DIRECTION 1 => In the furnace forum thread, why did MozamPete melt the copper pipe off cuts? Answer in one to three sentences.

PAGE TEXT =>
• • • • • • •
I also find other used for the burner - gets the charcoal in the braai (BBQ) glowing pretty quickly.


----------



## kvt (May 11, 2015)

Brino,  That link looks similar to the one I use,   It melted my cast iron pot I was using as a crucible for AL, Made a real mess on the inside of the furnace to.   Have not gotten it cleaned out yet.  
but looking at Pete's I think it might get a little better output.   I still have to get a could of other projects out of the way and find me a bigger tank  (beer keg) to make my next one out of.  Have some larger pieces of Al that need melted down for some projects.


----------



## MozamPete (May 17, 2015)

Well I managed to melt some copper down over the weekend - just a couple of off cuts of copper pipe, about 80 grams in total. Took under twenty minutes from cold so I'm pretty happy with that and don't think it would be too much trouble to melt a larger quantity if I even had the need - it was just don't as an experiment to quantify the temperature I was getting.
Next to find some cast iron scrap and give that a go.


----------



## countryguy (May 17, 2015)
• • • • • • •
THE RECORDS =>
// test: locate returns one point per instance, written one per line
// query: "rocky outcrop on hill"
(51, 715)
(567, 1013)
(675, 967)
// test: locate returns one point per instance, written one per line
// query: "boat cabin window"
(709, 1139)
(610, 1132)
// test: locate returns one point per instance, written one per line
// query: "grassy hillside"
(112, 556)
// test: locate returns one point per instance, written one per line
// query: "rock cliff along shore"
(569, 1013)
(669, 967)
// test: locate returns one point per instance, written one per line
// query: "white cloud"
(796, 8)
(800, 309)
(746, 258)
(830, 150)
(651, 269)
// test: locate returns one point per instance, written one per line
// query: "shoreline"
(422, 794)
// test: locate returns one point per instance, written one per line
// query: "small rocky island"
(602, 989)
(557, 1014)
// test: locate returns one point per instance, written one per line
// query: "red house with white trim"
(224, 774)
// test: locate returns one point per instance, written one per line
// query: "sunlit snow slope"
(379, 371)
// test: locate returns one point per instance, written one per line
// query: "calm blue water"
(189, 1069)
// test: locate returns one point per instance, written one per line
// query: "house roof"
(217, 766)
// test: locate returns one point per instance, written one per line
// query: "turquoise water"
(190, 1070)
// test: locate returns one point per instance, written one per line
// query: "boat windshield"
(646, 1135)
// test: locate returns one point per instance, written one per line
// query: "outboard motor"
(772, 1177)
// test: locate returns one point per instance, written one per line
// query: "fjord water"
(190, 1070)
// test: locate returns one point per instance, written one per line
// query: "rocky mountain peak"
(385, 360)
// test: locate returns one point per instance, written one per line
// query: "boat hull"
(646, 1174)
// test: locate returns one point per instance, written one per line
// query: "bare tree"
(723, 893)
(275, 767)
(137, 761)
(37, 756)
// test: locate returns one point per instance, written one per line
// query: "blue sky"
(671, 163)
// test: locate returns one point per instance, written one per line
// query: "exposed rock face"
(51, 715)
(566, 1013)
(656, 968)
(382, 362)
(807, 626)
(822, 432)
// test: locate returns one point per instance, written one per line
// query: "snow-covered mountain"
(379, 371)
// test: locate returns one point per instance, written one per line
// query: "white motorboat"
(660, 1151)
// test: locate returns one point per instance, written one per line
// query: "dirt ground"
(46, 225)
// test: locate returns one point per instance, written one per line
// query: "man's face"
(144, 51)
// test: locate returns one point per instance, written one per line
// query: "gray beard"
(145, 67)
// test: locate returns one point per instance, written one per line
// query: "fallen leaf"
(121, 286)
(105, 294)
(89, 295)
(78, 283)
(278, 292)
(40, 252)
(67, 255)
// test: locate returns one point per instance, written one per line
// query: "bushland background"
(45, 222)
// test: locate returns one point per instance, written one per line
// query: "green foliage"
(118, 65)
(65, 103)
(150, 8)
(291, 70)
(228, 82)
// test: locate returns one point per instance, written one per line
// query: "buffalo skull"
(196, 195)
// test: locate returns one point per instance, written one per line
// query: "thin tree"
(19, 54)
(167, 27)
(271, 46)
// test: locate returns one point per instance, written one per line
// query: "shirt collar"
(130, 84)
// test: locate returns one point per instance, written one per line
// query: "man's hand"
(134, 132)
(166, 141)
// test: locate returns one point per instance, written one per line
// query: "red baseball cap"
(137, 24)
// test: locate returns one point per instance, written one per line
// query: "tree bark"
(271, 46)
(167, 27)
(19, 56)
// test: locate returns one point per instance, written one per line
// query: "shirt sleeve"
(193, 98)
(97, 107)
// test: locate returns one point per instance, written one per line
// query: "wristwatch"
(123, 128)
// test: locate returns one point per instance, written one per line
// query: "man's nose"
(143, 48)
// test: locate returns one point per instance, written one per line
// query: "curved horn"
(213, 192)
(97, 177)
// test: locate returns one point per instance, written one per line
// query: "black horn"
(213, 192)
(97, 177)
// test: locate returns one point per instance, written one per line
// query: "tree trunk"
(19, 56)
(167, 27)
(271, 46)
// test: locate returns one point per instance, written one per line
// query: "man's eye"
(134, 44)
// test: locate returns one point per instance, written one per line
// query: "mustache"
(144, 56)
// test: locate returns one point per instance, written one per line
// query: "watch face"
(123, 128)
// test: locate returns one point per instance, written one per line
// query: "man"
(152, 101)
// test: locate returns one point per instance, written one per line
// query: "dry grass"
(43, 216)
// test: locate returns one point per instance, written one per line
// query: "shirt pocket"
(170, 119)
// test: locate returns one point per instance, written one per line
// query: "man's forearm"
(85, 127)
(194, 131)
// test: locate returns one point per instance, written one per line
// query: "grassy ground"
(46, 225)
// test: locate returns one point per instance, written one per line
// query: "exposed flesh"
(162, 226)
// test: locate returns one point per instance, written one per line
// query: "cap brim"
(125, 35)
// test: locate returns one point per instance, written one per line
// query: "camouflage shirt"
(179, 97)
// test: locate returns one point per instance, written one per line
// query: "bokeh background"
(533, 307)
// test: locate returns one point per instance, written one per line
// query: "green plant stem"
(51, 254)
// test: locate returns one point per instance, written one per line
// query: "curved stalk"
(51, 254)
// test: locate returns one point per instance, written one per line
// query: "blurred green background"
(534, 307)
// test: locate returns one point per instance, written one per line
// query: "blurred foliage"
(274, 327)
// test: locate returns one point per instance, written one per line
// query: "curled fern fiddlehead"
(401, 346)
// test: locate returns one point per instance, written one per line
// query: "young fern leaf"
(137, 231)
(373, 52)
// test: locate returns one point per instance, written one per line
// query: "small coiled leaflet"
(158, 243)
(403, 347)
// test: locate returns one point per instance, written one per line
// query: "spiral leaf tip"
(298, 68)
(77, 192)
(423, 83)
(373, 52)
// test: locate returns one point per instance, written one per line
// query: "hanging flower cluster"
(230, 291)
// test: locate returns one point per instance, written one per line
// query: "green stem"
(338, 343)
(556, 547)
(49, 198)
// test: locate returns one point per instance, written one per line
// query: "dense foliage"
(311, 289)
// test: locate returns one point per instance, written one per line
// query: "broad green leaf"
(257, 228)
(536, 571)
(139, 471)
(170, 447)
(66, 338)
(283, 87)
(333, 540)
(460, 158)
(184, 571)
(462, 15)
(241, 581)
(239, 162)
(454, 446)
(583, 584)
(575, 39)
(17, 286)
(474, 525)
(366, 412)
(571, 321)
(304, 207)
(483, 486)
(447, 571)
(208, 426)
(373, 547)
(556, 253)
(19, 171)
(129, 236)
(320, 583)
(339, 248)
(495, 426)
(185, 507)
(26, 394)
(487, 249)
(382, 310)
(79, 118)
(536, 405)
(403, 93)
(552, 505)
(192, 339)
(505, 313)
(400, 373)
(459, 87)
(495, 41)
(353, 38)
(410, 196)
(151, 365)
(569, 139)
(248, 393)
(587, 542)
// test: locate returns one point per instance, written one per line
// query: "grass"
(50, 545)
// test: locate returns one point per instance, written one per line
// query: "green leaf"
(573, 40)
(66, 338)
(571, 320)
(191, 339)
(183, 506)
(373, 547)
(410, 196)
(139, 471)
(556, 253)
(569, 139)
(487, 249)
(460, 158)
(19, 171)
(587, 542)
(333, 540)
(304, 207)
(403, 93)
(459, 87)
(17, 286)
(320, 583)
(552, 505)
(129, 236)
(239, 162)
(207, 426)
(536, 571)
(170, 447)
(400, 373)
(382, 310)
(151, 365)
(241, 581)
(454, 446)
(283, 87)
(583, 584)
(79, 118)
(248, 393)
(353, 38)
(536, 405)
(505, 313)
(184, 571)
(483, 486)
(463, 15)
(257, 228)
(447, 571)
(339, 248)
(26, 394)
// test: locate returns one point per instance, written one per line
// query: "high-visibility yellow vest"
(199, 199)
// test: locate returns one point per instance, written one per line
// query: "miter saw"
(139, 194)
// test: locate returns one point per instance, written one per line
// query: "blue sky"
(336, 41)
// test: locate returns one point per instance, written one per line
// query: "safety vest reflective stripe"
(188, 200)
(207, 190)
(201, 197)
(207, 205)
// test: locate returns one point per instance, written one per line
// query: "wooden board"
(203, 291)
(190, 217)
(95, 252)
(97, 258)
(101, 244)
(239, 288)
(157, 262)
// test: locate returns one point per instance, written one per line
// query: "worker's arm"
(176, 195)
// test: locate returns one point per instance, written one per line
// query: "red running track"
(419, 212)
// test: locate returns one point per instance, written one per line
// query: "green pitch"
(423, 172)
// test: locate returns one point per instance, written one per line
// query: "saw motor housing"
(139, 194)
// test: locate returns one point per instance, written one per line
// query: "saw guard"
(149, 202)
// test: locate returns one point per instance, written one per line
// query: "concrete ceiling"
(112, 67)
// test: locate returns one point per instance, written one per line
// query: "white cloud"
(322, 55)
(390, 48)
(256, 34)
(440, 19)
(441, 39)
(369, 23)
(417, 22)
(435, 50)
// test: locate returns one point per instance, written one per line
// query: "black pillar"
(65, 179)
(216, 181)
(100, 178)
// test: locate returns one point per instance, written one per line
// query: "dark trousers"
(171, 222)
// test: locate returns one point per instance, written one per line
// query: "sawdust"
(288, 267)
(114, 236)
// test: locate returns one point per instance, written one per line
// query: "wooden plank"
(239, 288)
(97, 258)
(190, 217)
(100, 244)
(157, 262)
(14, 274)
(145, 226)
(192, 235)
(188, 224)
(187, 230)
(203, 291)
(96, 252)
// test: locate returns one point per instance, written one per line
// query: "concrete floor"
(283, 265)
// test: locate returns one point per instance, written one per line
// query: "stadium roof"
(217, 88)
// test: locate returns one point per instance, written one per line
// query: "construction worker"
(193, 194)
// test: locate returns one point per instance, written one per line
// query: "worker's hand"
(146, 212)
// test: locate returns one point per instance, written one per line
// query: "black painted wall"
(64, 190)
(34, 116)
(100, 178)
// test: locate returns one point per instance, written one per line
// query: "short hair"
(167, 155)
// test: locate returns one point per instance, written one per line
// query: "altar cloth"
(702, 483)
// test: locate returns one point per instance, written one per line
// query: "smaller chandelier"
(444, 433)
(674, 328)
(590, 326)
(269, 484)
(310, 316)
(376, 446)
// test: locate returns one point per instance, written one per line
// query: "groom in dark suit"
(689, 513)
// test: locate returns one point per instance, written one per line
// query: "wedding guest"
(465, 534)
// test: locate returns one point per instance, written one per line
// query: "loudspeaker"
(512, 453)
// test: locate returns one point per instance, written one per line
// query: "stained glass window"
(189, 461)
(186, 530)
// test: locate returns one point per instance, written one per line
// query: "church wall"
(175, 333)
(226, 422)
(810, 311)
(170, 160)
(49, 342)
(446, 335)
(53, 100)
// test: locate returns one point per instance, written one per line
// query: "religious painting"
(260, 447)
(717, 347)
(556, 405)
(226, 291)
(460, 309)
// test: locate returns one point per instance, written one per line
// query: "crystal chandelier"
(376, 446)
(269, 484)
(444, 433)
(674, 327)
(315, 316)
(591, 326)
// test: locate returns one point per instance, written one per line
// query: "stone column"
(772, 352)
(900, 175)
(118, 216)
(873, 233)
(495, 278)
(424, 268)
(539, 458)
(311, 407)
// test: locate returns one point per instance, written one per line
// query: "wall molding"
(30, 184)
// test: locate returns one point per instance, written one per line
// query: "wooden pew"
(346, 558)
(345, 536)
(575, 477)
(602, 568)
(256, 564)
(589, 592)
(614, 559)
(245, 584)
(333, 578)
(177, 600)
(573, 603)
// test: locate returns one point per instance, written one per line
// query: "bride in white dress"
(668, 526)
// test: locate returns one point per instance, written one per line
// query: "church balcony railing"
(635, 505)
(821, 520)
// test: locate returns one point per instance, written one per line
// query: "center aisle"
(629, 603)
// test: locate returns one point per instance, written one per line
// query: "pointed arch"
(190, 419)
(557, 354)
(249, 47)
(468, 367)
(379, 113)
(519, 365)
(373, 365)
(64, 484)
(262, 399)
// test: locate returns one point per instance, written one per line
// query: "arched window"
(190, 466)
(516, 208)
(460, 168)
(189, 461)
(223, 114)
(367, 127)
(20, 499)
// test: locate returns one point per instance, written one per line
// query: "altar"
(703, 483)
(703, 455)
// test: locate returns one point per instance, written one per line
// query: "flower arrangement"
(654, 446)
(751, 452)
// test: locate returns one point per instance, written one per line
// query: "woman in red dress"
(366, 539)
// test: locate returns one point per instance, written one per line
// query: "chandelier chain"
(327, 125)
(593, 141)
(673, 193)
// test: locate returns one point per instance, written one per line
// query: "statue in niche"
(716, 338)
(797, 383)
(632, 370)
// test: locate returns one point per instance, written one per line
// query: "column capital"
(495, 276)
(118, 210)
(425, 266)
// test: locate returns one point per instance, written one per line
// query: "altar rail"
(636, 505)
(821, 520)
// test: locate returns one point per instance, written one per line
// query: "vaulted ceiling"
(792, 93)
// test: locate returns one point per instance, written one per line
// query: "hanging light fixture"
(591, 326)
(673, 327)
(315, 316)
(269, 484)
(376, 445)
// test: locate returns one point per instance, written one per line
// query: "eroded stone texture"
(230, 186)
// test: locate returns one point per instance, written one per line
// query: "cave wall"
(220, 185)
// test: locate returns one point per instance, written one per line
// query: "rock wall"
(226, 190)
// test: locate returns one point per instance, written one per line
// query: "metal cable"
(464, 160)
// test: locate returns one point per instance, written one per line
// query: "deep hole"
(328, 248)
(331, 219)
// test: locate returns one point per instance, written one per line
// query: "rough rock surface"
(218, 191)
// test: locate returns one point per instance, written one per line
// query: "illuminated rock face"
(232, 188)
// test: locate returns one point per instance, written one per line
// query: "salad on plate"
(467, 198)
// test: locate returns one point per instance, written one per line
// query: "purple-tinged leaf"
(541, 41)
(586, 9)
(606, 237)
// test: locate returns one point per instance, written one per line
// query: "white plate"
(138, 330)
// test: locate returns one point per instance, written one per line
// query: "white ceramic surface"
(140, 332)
• • • • • • •
DIRECTION 2 => List every line of the records that contains the string "concrete". Case counts.

FULL RESPONSE 1 => MozamPete melted the copper as an experiment to quantify the temperature the furnace was reaching. The melt was about 80 grams of copper pipe off cuts, and it took under twenty minutes from cold.

FULL RESPONSE 2 =>
// query: "concrete ceiling"
// query: "concrete floor"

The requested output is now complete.